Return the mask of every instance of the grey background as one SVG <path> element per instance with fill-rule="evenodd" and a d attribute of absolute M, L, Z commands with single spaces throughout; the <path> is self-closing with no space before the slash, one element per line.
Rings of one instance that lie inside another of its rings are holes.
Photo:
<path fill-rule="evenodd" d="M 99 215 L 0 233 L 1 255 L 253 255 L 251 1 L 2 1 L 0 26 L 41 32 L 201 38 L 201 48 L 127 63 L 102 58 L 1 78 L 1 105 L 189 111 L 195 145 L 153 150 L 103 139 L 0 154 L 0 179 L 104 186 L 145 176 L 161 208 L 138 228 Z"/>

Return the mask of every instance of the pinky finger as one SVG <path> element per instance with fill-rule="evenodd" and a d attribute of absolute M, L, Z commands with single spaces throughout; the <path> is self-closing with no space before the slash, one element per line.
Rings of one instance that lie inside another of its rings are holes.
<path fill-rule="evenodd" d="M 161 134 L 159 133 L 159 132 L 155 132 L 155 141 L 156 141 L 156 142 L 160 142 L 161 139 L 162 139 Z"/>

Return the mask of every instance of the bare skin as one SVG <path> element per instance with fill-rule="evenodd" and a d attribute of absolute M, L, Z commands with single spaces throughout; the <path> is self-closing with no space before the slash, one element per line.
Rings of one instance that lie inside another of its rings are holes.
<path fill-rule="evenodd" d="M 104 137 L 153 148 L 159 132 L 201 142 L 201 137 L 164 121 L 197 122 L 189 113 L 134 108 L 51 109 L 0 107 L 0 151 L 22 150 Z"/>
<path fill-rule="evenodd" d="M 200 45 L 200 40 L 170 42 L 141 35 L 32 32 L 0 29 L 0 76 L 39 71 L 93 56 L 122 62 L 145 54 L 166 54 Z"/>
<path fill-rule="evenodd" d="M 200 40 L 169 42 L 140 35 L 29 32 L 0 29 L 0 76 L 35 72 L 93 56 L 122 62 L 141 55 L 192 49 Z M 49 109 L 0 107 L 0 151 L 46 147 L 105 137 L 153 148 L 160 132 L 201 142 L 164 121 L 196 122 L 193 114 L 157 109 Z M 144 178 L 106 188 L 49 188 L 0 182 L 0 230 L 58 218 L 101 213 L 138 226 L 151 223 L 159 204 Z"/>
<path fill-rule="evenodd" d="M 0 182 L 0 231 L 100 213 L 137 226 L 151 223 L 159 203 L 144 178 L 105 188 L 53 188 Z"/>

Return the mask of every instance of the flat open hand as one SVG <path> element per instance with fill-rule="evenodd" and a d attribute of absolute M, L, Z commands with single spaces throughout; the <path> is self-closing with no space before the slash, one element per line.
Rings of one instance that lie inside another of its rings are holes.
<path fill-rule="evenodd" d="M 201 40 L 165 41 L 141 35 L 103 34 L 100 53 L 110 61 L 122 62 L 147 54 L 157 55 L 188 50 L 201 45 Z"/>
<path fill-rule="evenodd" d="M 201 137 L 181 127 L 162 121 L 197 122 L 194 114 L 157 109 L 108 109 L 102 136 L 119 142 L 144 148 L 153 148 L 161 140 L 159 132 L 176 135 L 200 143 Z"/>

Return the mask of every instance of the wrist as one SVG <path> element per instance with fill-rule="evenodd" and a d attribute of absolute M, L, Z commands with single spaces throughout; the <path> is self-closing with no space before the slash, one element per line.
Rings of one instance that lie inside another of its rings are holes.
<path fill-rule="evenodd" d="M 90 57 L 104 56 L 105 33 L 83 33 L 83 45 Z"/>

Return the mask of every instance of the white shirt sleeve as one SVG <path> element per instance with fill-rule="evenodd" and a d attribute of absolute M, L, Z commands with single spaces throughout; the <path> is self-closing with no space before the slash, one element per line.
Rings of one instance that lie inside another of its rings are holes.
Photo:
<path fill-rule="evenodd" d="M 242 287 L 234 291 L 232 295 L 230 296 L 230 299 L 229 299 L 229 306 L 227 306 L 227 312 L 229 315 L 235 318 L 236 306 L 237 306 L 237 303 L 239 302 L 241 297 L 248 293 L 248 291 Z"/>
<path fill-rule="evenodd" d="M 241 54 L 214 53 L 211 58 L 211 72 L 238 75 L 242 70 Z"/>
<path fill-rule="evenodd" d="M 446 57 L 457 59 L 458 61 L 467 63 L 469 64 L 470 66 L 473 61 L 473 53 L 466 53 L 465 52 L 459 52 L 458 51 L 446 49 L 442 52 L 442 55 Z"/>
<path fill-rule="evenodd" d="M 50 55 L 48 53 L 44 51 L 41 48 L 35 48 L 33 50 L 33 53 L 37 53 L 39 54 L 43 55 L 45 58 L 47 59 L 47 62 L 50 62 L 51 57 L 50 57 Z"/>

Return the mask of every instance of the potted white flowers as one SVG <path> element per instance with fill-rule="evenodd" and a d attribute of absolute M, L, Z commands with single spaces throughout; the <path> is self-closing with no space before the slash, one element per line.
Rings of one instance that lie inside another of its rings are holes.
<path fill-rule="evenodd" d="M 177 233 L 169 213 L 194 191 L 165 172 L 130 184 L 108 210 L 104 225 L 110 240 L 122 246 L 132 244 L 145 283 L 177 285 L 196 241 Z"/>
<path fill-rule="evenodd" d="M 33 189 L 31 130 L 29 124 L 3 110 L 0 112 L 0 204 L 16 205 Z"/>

■ ■ ■

◆ What to do
Rewrite the data from the line containing "Return the mask of every instance of the potted" through the end of the data, replacing "flowers" with "blossoms" and leaving everything else unchanged.

◆ Response to this task
Return the mask of every instance of the potted white blossoms as one SVG <path> element per instance with fill-rule="evenodd" and a d attribute of absolute M, L, Z commands with single spaces throughout; the <path> is self-closing with no space before the slash, one element per line.
Rings of one instance that lie inside another of its rings are holes.
<path fill-rule="evenodd" d="M 177 233 L 169 213 L 194 191 L 165 172 L 130 184 L 108 210 L 104 225 L 110 240 L 122 246 L 132 244 L 145 283 L 177 285 L 196 241 Z"/>
<path fill-rule="evenodd" d="M 33 189 L 31 130 L 29 124 L 3 110 L 0 112 L 0 204 L 16 205 Z"/>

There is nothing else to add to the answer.